━━ TEXT PASSAGE
STAVE: I believe the message can get lost in the method, for sure. There are a lot of people who — on both sides of the abortion debate — were very angry at the group that protested in front of the middle school … . I've lived here for 12 years. You send out fliers that compare me to a Nazi, there's not a single one of those people in the 28 houses [here] are going to say "What, he's a Nazi?" They're going to get angry that someone had the audacity to come into their neighborhood and try to defame one of their neighbors. That's what they get out of that. Not what he's doing. It doesn't matter whether you're for or against, the message is, someone came into our neighborhood and tried to harm one of us.

PATCH: How would you respond to someone who thinks calling the homes of those who have opposing views crosses the line?

STAVE: I can't fully disagree with it. Here's the main difference: It is true that we will respond in-kind. If what we're doing is calling people homes and trying to convey the message, we're doing in such a condescending, sarcastic way as to really convey to them that it's not so much what we're saying, but how we're saying it.
━━━━
━━ DATA SUPPLIED
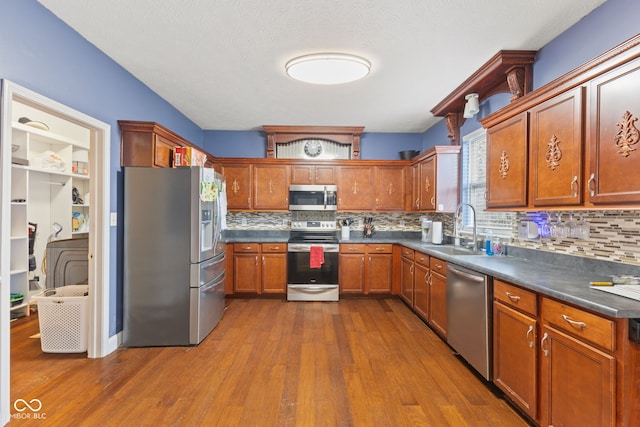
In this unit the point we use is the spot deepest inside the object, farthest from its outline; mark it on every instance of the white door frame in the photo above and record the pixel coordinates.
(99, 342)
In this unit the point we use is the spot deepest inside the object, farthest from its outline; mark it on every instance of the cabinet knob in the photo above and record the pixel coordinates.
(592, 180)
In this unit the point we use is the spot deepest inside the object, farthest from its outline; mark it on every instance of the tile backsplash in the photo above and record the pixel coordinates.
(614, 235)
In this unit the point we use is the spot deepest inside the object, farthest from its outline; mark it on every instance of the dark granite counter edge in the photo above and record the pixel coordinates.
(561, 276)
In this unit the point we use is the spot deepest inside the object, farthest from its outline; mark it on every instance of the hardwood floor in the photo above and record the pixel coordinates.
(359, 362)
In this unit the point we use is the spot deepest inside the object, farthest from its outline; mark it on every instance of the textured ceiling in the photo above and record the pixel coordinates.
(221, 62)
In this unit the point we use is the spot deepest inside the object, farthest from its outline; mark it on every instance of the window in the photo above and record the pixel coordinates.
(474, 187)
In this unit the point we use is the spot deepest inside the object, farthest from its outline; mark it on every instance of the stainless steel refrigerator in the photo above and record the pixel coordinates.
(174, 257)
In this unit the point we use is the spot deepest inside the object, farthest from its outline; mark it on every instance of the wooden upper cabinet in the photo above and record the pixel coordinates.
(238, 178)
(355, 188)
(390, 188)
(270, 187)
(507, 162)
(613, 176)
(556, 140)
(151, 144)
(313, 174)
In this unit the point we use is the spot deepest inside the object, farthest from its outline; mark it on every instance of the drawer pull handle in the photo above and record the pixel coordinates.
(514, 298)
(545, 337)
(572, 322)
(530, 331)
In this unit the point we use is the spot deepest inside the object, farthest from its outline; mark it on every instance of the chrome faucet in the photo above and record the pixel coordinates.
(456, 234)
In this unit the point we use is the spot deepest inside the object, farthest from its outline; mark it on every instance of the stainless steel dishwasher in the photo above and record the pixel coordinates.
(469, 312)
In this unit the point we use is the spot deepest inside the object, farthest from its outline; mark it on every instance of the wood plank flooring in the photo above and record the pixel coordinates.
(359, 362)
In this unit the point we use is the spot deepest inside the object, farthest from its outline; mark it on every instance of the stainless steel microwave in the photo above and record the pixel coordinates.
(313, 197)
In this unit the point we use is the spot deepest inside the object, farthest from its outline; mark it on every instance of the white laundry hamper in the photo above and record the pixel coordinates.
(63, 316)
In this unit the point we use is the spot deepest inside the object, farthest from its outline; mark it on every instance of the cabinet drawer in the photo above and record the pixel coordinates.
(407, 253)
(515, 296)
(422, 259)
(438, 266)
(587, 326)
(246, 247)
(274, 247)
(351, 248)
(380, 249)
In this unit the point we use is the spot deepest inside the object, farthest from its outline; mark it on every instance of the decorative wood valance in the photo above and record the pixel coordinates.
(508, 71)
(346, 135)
━━━━
━━ DATA SUPPLIED
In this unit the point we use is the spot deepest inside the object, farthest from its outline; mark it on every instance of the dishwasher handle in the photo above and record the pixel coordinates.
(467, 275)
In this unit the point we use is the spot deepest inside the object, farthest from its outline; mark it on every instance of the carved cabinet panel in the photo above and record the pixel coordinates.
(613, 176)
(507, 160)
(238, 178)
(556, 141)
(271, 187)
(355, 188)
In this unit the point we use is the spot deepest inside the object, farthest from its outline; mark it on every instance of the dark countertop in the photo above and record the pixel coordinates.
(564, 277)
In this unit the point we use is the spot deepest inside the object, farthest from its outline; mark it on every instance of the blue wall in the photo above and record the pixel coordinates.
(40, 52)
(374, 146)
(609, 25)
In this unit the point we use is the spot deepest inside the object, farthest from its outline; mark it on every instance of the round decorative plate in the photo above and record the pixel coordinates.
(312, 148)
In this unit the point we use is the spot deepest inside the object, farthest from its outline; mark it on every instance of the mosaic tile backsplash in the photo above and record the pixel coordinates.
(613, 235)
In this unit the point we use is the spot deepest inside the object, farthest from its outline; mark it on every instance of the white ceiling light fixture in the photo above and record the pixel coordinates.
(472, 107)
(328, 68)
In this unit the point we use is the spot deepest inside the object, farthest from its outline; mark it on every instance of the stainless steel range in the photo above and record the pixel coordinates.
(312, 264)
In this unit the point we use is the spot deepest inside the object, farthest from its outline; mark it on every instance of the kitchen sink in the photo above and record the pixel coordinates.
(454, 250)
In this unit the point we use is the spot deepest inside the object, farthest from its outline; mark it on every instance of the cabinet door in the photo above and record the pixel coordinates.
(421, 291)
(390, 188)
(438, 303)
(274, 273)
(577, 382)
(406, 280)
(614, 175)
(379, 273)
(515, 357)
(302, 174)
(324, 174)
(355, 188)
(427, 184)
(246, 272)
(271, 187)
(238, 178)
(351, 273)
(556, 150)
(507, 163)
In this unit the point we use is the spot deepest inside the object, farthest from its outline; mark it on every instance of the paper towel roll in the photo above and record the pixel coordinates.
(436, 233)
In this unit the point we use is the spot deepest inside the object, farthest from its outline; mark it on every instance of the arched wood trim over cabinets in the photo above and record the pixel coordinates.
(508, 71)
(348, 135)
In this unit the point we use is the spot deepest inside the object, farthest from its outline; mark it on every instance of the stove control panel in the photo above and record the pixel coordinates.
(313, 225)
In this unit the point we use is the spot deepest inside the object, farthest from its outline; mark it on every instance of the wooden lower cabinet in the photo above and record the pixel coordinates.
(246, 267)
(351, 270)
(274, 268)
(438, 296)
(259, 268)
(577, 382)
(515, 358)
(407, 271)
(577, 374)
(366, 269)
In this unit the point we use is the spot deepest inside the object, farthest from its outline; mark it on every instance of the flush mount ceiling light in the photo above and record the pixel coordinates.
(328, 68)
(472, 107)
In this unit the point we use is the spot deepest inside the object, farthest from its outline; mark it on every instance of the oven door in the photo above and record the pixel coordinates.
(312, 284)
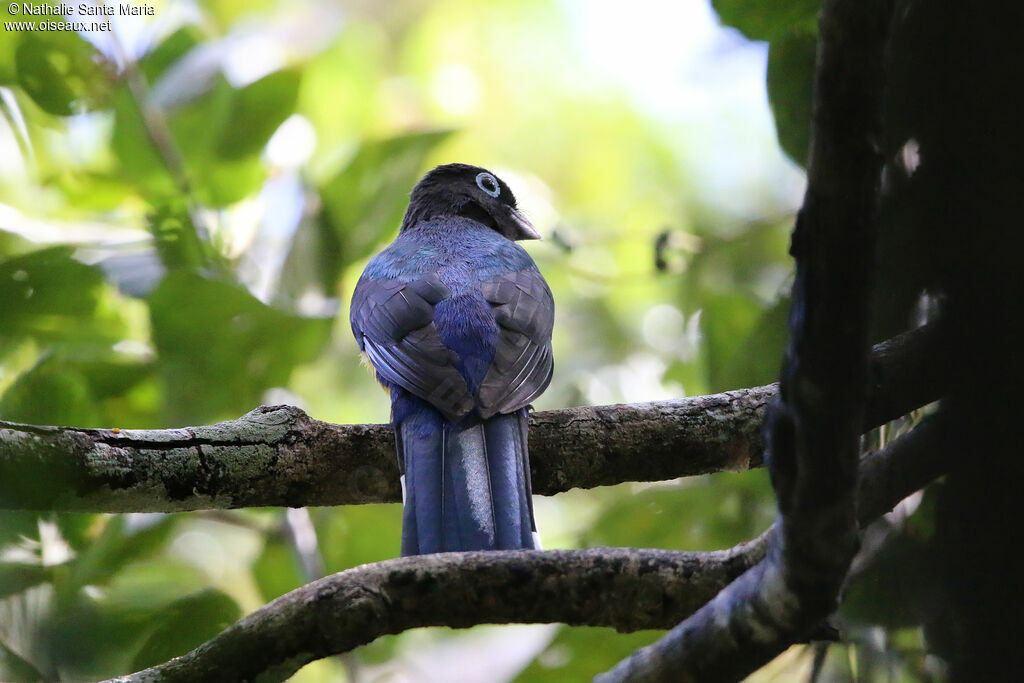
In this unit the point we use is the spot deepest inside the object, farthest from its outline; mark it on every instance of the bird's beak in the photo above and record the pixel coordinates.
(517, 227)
━━━━
• _BRIEF 1_
In the interview about protest tactics, why does Stave say the neighbors who got fliers comparing him to a Nazi would not come away with the fliers' intended message?
• _BRIEF 2_
Carry the interview about protest tactics on from its last line.

• _EXPECTED OUTPUT 1_
He says none of the people in the 28 houses would believe he is a Nazi. Instead they would get angry that someone came into their neighborhood and tried to defame one of their neighbors. Whether they are for or against abortion, what they take from it is that an outsider tried to harm one of their own.

• _EXPECTED OUTPUT 2_
We make it very clear that we don't want people arguing or leaving messages or calling in the middle of the night or being loud. We have talking points that are really general: "We thank you for your prayers, we've heard what you've had to say." We ask very leading and very condescending questions. "Is it OK if we hit a woman if she operates an abortion clinic?" That sort of thing. Obviously the answer is "no." But the fact that we're asking it — it sends the message that we know who you are and what you're doing.

The answer is, I can't fully disagree with what they're doing. The main difference between what we do and what they do is we respond. We don't go serendipitously go pick on people.

PATCH: Do you consider yourself to be an activist?

STAVE: No.

PATCH: Really? Given all the energy you put into this.

STAVE: Activist? Is that the same as re-activist? What I'm doing here is helping people who have been attacked. I consider an activist someone who goes out and tries to change the world, or make a statement, or prevent people from doing things. We're standing up to fight for people who have been targeted by these people. I'm no more of an activist than say, I don't know, law enforcement or a lawyer filing a civil suit.

PATCH: Do you feel safe? Are you concerned for the safety of your family?

STAVE: I'm not at all concerned for the safety of my family. The people who publish these fliers and do these sorts of things, I think they are very passionate. They don't think far enough in advance about the possible outcomes. I don't think they're violent people. If they wanted to hurt me, they would have hurt me a long time ago.

PATCH: That doesn't make you afraid, to say that?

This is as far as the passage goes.